_Your task_
Only one stretch of the data below is needed. Output the lines from the one with "511, row 316." up to and including the one with "Query: tree trunk", exactly as they stand.
---- Data supplied
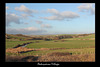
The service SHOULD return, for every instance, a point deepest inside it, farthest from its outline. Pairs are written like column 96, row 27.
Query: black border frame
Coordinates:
column 62, row 64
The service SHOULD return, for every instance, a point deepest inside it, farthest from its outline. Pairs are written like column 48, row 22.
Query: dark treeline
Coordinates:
column 46, row 38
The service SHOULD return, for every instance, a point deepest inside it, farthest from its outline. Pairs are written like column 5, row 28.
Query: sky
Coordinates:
column 50, row 18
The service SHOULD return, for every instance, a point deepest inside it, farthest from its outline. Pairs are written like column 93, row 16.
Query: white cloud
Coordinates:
column 61, row 15
column 25, row 16
column 46, row 26
column 7, row 7
column 12, row 18
column 25, row 9
column 29, row 30
column 39, row 22
column 86, row 7
column 53, row 11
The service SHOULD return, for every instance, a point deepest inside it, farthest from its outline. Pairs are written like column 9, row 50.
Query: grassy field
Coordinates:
column 77, row 46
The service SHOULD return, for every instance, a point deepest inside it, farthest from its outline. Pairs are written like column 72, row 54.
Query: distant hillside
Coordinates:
column 16, row 36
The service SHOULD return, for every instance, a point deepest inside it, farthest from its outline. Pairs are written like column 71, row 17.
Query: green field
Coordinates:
column 76, row 46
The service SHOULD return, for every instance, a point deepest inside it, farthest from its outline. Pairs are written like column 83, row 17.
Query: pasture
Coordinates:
column 77, row 46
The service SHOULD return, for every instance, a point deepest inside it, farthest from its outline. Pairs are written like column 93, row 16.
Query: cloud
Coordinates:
column 46, row 26
column 7, row 7
column 12, row 18
column 29, row 30
column 86, row 7
column 39, row 22
column 23, row 8
column 25, row 16
column 53, row 11
column 60, row 15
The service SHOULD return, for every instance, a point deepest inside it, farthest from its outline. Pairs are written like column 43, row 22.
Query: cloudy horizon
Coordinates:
column 50, row 18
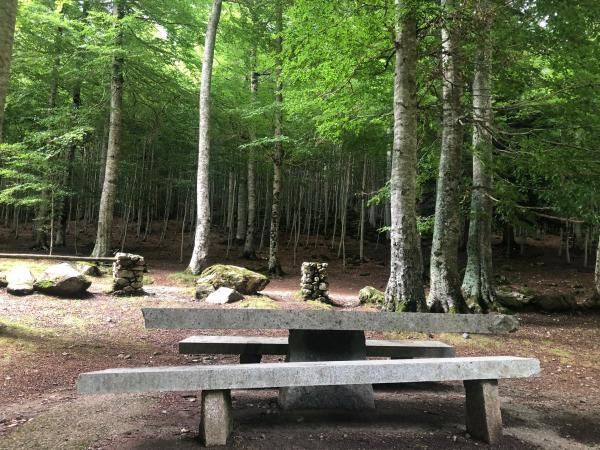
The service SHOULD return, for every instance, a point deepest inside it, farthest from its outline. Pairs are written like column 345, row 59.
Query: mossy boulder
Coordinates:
column 20, row 281
column 244, row 281
column 90, row 270
column 62, row 280
column 555, row 302
column 514, row 300
column 370, row 295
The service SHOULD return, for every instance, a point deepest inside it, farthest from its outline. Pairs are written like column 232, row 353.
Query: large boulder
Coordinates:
column 224, row 295
column 90, row 270
column 20, row 281
column 514, row 300
column 62, row 280
column 242, row 280
column 555, row 302
column 370, row 295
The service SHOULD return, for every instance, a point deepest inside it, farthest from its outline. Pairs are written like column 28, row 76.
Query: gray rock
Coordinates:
column 224, row 295
column 62, row 280
column 203, row 290
column 513, row 299
column 242, row 280
column 369, row 294
column 19, row 281
column 555, row 302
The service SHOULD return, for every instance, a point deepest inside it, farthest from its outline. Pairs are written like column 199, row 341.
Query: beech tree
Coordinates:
column 404, row 290
column 104, row 231
column 478, row 282
column 8, row 16
column 201, row 239
column 444, row 292
column 278, row 154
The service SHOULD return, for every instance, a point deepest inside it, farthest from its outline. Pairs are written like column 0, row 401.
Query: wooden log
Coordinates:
column 56, row 257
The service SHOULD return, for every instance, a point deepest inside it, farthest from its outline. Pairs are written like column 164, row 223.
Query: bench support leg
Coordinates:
column 484, row 419
column 250, row 358
column 324, row 345
column 215, row 420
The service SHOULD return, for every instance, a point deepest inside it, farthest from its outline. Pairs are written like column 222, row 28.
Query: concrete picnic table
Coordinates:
column 333, row 335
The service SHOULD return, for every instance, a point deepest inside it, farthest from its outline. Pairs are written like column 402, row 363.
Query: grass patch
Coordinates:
column 36, row 267
column 256, row 302
column 183, row 278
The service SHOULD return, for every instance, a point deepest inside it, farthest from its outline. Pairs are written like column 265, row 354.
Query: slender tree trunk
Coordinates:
column 444, row 293
column 242, row 205
column 109, row 189
column 63, row 213
column 8, row 16
column 478, row 283
column 274, row 263
column 363, row 205
column 201, row 238
column 405, row 291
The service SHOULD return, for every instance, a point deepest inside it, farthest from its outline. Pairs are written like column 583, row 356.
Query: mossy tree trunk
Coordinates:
column 109, row 188
column 478, row 282
column 445, row 294
column 200, row 252
column 404, row 290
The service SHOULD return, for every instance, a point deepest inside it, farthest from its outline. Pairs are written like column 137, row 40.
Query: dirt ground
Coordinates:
column 46, row 342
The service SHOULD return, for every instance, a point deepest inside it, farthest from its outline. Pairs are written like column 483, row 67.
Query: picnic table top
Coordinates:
column 254, row 319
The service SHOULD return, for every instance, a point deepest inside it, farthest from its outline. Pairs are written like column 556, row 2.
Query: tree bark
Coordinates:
column 242, row 204
column 404, row 290
column 274, row 263
column 109, row 188
column 8, row 16
column 444, row 293
column 478, row 283
column 201, row 238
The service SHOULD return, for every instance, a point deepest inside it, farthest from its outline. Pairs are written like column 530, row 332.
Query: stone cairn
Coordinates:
column 314, row 283
column 128, row 274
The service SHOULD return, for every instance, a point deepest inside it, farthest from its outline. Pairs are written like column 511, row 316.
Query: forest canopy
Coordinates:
column 314, row 95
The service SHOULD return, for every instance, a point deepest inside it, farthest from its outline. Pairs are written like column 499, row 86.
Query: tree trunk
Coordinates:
column 445, row 294
column 478, row 283
column 404, row 290
column 249, row 242
column 274, row 263
column 242, row 205
column 201, row 238
column 8, row 16
column 109, row 189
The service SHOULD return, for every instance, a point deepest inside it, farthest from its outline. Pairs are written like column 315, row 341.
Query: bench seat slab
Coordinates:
column 484, row 418
column 273, row 375
column 266, row 345
column 215, row 418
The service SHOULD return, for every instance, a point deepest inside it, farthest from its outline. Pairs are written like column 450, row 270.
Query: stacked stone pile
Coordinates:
column 128, row 274
column 314, row 282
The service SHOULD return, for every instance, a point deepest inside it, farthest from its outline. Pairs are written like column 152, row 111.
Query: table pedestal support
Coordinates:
column 325, row 345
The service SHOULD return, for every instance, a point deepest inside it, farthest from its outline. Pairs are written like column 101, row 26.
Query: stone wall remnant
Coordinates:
column 314, row 283
column 128, row 274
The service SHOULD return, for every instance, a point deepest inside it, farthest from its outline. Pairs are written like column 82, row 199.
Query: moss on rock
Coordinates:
column 369, row 294
column 244, row 281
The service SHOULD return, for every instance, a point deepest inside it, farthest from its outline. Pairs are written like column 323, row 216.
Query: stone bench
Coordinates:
column 479, row 374
column 251, row 348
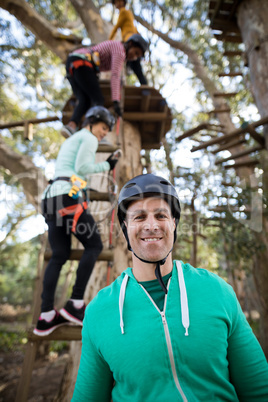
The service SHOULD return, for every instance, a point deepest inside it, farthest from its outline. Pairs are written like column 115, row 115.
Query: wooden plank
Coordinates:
column 225, row 25
column 257, row 137
column 224, row 94
column 232, row 53
column 98, row 195
column 228, row 38
column 76, row 254
column 231, row 74
column 106, row 148
column 26, row 374
column 21, row 123
column 145, row 100
column 243, row 164
column 215, row 10
column 148, row 116
column 215, row 111
column 201, row 126
column 28, row 131
column 229, row 145
column 226, row 184
column 231, row 135
column 192, row 131
column 239, row 154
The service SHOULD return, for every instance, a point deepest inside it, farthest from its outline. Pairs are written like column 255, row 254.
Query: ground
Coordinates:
column 49, row 365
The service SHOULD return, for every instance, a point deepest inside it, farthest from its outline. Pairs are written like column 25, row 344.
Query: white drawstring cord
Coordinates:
column 184, row 300
column 121, row 301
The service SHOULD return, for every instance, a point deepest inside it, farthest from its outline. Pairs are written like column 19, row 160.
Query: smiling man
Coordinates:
column 164, row 330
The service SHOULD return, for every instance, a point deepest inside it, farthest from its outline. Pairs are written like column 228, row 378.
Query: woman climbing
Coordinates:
column 66, row 213
column 83, row 66
column 125, row 23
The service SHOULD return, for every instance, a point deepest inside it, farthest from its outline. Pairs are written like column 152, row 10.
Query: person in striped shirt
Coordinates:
column 83, row 66
column 126, row 24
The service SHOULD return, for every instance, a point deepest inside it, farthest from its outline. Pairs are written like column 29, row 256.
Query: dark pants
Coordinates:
column 86, row 88
column 59, row 235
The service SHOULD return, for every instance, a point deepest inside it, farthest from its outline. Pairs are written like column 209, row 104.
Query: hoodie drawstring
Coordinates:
column 183, row 297
column 184, row 300
column 121, row 301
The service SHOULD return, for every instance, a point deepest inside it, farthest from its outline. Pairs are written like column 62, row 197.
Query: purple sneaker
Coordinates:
column 44, row 327
column 70, row 313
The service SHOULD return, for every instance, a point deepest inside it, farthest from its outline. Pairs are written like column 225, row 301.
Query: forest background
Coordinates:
column 224, row 213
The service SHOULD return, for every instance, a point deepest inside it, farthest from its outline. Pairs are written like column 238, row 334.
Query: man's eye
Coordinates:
column 139, row 217
column 161, row 216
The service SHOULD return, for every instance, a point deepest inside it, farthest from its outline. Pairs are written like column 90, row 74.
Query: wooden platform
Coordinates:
column 222, row 15
column 143, row 106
--------
_Response_
The service SHOULD return, for every instance, a point deepest inside it, farthest from its outline. Pairs are written like column 511, row 316.
Query: forest canopy
Coordinates:
column 314, row 95
The service SHOULD return, for every instance, a point deepest inside it, farthest from its outline. Pairs are written like column 499, row 86.
Query: tree trunk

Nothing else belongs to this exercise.